*EXERCISES:*
• a. Which organizations does the webinar page below say Nat Kendall-Taylor holds a position at?
• b. According to the webinar page below, how long has Meron lived in Darwin?

*READING PASSAGE:*
BEGIN

Webinar questions and answers

Questions answered during presenter Q&A

To view the presenter Q&A, go to 54:00 in the recording

  1. Do you have a cheat sheet for what not to say, and how to rephrase and reframe content?
  2. There is so much negativity, how do we stay positive in how we talk about these issues with families and clients?
  3. How do we encourage reticent parent’s participation?
  4. In this time when we are in lockdown, and many of our interactions are online, how do we keep engaging families and communities as a way of promoting child wellbeing?
  5. What are some of the strategies that can be used to prevent complacency and slipping back into old habits? How do we stop using words that don’t work?

Presenters

Nat Kendall-Taylor, PhD, is Chief Executive Officer at the FrameWorks Institute, a research think tank in Washington, D.C. He leads a multi-disciplinary team in conducting research on public understanding and framing of social issues and supporting non-profit organisations to implement findings. A psychological anthropologist, Nat publishes widely on communications research in the popular and professional press and lectures frequently in the United States and abroad. He is a senior fellow at the Center on the Developing Child at Harvard University, a visiting professor at the Child Study Center at Yale School of Medicine, and a fellow at the British-American Project.

Annette Fuller is currently the Senior Project Officer for the B4 Early Years Coalition with the Department of Education, Tasmania, a Collative Impact initiative in the early years. Annette has an extensive history working in community development, early childhood care and education and service system reform. Before moving to Tasmania in 2017, Annette spent over 10 years working in Central Australia with Aboriginal communities on a range of community development initiatives focusing on integrated early childhood services and systems for both the Territory Government and non-government organisations. Prior to this Annette worked with the Australian Government in a range of policy and programming areas including early childhood care and development. Annette is a passionate advocate for social justice and the need to get it right in the early years so we get it right for life!

Meron is the Northern Territory Manager of NAPCAN and has lived in Darwin for more than 27 years. She has broad experience in working with others to develop resources and coordinate programs to promote safe and nurturing relationships between caregivers and their children. Meron commenced working at NAPCAN more than four years ago - and loves their focus on developing partnerships to help children and young people thrive. She continues to work with organisations and communities to develop and deliver inclusive, culturally safe resources and programs that support communities and families to promote the safety and emotional wellbeing of their children and young people.

END

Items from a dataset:
BEGIN

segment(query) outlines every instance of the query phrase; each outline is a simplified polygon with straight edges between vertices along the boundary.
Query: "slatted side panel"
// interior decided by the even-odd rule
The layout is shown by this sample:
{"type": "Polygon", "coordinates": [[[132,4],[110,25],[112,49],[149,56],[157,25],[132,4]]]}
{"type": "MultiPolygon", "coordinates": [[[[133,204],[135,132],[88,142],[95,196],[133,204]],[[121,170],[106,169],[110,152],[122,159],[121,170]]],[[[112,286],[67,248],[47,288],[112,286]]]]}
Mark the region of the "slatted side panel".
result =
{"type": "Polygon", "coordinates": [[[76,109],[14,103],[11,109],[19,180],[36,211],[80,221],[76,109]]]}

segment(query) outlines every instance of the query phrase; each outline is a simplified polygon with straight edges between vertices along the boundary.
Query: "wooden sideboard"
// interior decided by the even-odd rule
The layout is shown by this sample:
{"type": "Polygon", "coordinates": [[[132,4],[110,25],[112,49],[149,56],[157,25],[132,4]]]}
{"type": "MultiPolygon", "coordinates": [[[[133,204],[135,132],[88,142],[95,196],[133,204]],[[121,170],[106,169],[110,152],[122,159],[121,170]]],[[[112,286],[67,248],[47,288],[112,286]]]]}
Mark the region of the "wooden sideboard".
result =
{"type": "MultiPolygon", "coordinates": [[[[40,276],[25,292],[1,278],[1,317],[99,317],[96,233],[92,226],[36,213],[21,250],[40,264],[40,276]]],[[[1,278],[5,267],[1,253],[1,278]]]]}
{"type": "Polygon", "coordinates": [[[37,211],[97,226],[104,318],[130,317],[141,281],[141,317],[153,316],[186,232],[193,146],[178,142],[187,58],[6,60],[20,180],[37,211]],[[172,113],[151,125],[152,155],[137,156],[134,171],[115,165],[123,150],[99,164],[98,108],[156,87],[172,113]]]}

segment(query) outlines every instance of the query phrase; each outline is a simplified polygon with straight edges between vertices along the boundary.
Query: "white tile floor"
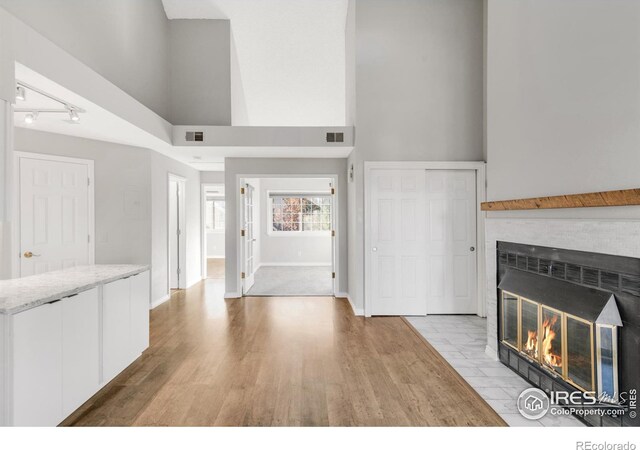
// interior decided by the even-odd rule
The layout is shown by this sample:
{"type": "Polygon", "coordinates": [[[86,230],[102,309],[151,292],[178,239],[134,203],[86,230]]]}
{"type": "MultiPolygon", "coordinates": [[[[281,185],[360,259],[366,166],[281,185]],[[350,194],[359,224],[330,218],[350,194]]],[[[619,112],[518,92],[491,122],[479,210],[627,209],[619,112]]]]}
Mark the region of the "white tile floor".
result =
{"type": "Polygon", "coordinates": [[[407,320],[474,388],[509,426],[584,426],[567,416],[540,420],[520,415],[516,401],[529,383],[485,353],[487,320],[476,316],[407,317],[407,320]]]}

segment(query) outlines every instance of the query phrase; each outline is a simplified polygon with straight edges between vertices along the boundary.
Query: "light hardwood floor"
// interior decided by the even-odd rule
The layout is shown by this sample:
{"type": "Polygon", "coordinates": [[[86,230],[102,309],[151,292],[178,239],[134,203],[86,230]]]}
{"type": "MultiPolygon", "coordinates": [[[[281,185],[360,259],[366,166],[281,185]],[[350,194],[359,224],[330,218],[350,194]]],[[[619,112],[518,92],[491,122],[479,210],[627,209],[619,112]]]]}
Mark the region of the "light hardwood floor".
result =
{"type": "Polygon", "coordinates": [[[154,309],[151,347],[63,425],[504,425],[401,318],[222,292],[207,280],[154,309]]]}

END

*ANSWERS BELOW:*
• a.
- FrameWorks Institute
- Center on the Developing Child at Harvard University
- Child Study Center at Yale School of Medicine
- British-American Project

• b. More than 27 years.